▶ _Vorgegebener Text_:

Die Schnecke von Paris
Wie in kaum einem anderen Land Westeuropas ist das Leben in Frankreich auf die Hauptstadt ausgerichtet. Fast ein Fünftel aller Franzosen lebt in Paris. Zu Beginn des 21. Jahrhunderts hatte die Stadt etwas mehr als zwei Millionen Einwohner. Im Großraum Paris mit den Ballungsgebieten sind es insgesamt rund 12,5 Millionen.
Seit 1790 ist Frankreich in kleine Verwaltungseinheiten eingeteilt, die Départements. Es gibt 100 Départements und seit 1960 zudem 26 Regionen, an deren Spitze ein Regionalpräsident steht. Paris gehört zur Region Île-de-France, die acht Départements hat. Sie ist damit zugleich Stadt und Département.
Paris selbst besteht aus 20 Stadtbezirken, den sogenannten Arrondissements. Die Bewohner nennen sie liebevoll "l'escargot": die "Schnecke von Paris". Denn die Nummerierung erfolgt in Form einer Spirale. Die Mitte der Schnecke bildet der historische Stadtkern mit dem ersten Arrondissement.
Im ersten Arrondissement befinden sich die meisten berühmten Gebäude, Denkmäler und Plätze: zum Beispiel der Louvre, der Palais Royal oder die Palastkirche Sainte-Chapelle. Jedes Arrondissement, das wiederum aus vier Quartiers besteht, hat nicht nur seine eigene Verwaltung, sondern auch seine ganz eigene Ausstrahlung und Architektur – eben einen einzigartigen Charme.
Pariser Stadtbezirke
Schauplatz geschichtlicher Großereignisse
Die Seine-Metropole war seit jeher Schauplatz der wichtigsten Ereignisse Frankreichs; die Geschicke der Stadt beeinflussten die Entwicklung der Grande Nation. Im 3. Jahrhundert vor Christus besetzten die Kelten die Region Île-de-France. Der Stamm der Parisii besiedelte die Stadtinsel Île de la Cité. Paris hieß damals noch Lutetia; Caesar erwähnte diesen Namen erstmals 52 vor Christus.
In der Antike herrschten hier die Römer. Im Mittelalter war Paris Hauptstadt des Fränkischen Reiches und erlebte zahlreiche Eroberungen, Zerstörungen, Katastrophen, aber auch Blütezeiten. Im 12. Jahrhundert wurde die Kathedrale Notre-Dame erbaut, es wurden Markthallen errichtet, Paris bekam die erste Stadtmauer. 1257 wurde das linke Seine-Ufer mit der Gründung der Sorbonne zu einem intellektuellen Zentrum.
Doch wer an das historische Frankreich und Paris denkt, der hat vor allem das Bild von Ludwig XIV. und seiner Glanzzeit feudaler Macht vor Augen, die schließlich mit der Französischen Revolution im Untergang des Ancien Régime endete. In Paris überschlugen sich die Ereignisse. Das Volk – von Hunger und revolutionärer Energie getrieben – stürmte am 14. Juli 1789 die Bastille. Drei Jahre später war die Monarchie abgeschafft.

▶ _Schriftliche Aufgabe 1_: Weshalb nennen die Bewohner die Stadtbezirke im Text über Paris „die Schnecke von Paris“?
▶ _Schriftliche Aufgabe 2_:
Prüfen Sie, ob die Aussagen (a) bis (c) mit dem Text über Paris übereinstimmen. Antworten Sie jeweils mit Ja oder Nein und zitieren Sie die entscheidende Textstelle wörtlich.
(a) Die Sorbonne wurde im Jahr 1257 gegründet.
(b) Jedes Arrondissement gliedert sich in sechs Quartiers.
(c) Caesar erwähnte den Namen Lutetia erstmals 52 vor Christus.
Das Material im Anschluss wird für die Bearbeitung nicht gebraucht.

▶ _Gespeicherte Dateneinträge_:

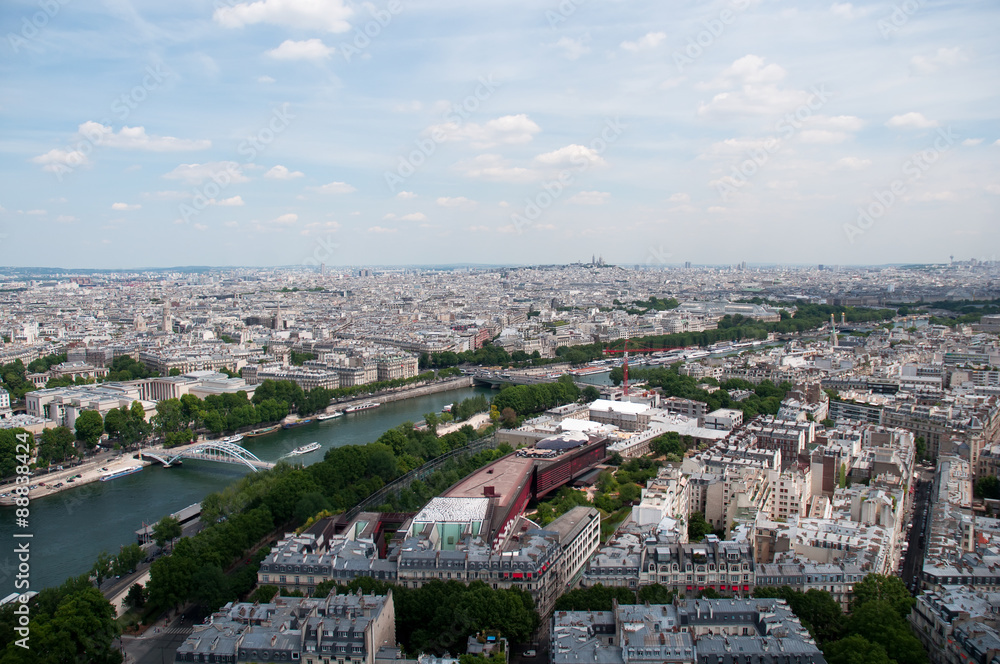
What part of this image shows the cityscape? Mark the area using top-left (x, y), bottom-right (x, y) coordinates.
top-left (0, 0), bottom-right (1000, 664)
top-left (0, 254), bottom-right (1000, 664)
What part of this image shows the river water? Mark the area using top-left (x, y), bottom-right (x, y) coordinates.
top-left (0, 387), bottom-right (491, 597)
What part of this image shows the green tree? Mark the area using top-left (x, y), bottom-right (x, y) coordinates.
top-left (112, 542), bottom-right (145, 576)
top-left (823, 634), bottom-right (889, 664)
top-left (848, 599), bottom-right (927, 664)
top-left (153, 516), bottom-right (181, 548)
top-left (90, 551), bottom-right (114, 586)
top-left (688, 512), bottom-right (712, 542)
top-left (75, 410), bottom-right (104, 450)
top-left (851, 574), bottom-right (916, 619)
top-left (125, 583), bottom-right (146, 610)
top-left (974, 475), bottom-right (1000, 500)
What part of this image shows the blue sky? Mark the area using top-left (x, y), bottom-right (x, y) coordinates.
top-left (0, 0), bottom-right (1000, 268)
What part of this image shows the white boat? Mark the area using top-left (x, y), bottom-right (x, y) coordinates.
top-left (344, 401), bottom-right (382, 413)
top-left (100, 466), bottom-right (142, 482)
top-left (291, 443), bottom-right (322, 454)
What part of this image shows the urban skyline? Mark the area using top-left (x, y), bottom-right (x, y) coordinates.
top-left (0, 0), bottom-right (1000, 269)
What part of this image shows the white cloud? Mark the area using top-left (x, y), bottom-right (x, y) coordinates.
top-left (317, 182), bottom-right (357, 194)
top-left (455, 154), bottom-right (538, 182)
top-left (212, 0), bottom-right (352, 32)
top-left (799, 129), bottom-right (847, 144)
top-left (885, 111), bottom-right (938, 129)
top-left (424, 113), bottom-right (542, 148)
top-left (833, 157), bottom-right (872, 171)
top-left (830, 2), bottom-right (872, 20)
top-left (266, 39), bottom-right (334, 60)
top-left (436, 196), bottom-right (479, 210)
top-left (910, 46), bottom-right (968, 74)
top-left (553, 35), bottom-right (590, 60)
top-left (698, 55), bottom-right (812, 116)
top-left (77, 121), bottom-right (212, 152)
top-left (566, 191), bottom-right (611, 205)
top-left (163, 161), bottom-right (249, 186)
top-left (621, 32), bottom-right (667, 53)
top-left (535, 143), bottom-right (605, 167)
top-left (382, 212), bottom-right (427, 221)
top-left (392, 99), bottom-right (424, 113)
top-left (31, 149), bottom-right (91, 173)
top-left (264, 164), bottom-right (305, 180)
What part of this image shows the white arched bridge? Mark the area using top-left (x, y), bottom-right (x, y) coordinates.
top-left (142, 440), bottom-right (274, 472)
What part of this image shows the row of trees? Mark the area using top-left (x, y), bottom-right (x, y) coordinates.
top-left (0, 575), bottom-right (122, 664)
top-left (611, 366), bottom-right (792, 420)
top-left (754, 574), bottom-right (927, 664)
top-left (493, 376), bottom-right (580, 415)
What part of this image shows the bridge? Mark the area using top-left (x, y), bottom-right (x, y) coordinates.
top-left (142, 440), bottom-right (274, 472)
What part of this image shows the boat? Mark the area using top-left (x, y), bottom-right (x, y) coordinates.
top-left (344, 401), bottom-right (382, 413)
top-left (243, 424), bottom-right (281, 438)
top-left (100, 466), bottom-right (142, 482)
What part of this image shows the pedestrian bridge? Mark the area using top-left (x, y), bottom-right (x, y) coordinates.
top-left (142, 441), bottom-right (274, 472)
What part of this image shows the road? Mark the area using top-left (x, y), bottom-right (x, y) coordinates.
top-left (902, 468), bottom-right (934, 590)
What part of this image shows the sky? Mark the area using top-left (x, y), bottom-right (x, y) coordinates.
top-left (0, 0), bottom-right (1000, 269)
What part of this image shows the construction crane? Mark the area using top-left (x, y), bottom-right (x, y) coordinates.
top-left (604, 339), bottom-right (684, 399)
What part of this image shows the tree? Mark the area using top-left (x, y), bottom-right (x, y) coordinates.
top-left (125, 583), bottom-right (146, 610)
top-left (153, 516), bottom-right (181, 548)
top-left (76, 410), bottom-right (104, 450)
top-left (38, 427), bottom-right (77, 465)
top-left (975, 475), bottom-right (1000, 500)
top-left (851, 574), bottom-right (916, 619)
top-left (848, 599), bottom-right (927, 664)
top-left (90, 551), bottom-right (113, 587)
top-left (688, 512), bottom-right (712, 542)
top-left (111, 542), bottom-right (145, 576)
top-left (823, 634), bottom-right (889, 664)
top-left (500, 408), bottom-right (517, 429)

▶ _Fertige Lösung 1_: Die Nummerierung der Arrondissements erfolgt in Form einer Spirale.

▶ _Fertige Lösung 2_:
(a) Ja: „1257 wurde das linke Seine-Ufer mit der Gründung der Sorbonne zu einem intellektuellen Zentrum.“
(b) Nein: „Jedes Arrondissement, das wiederum aus vier Quartiers besteht“
(c) Ja: „Caesar erwähnte diesen Namen erstmals 52 vor Christus.“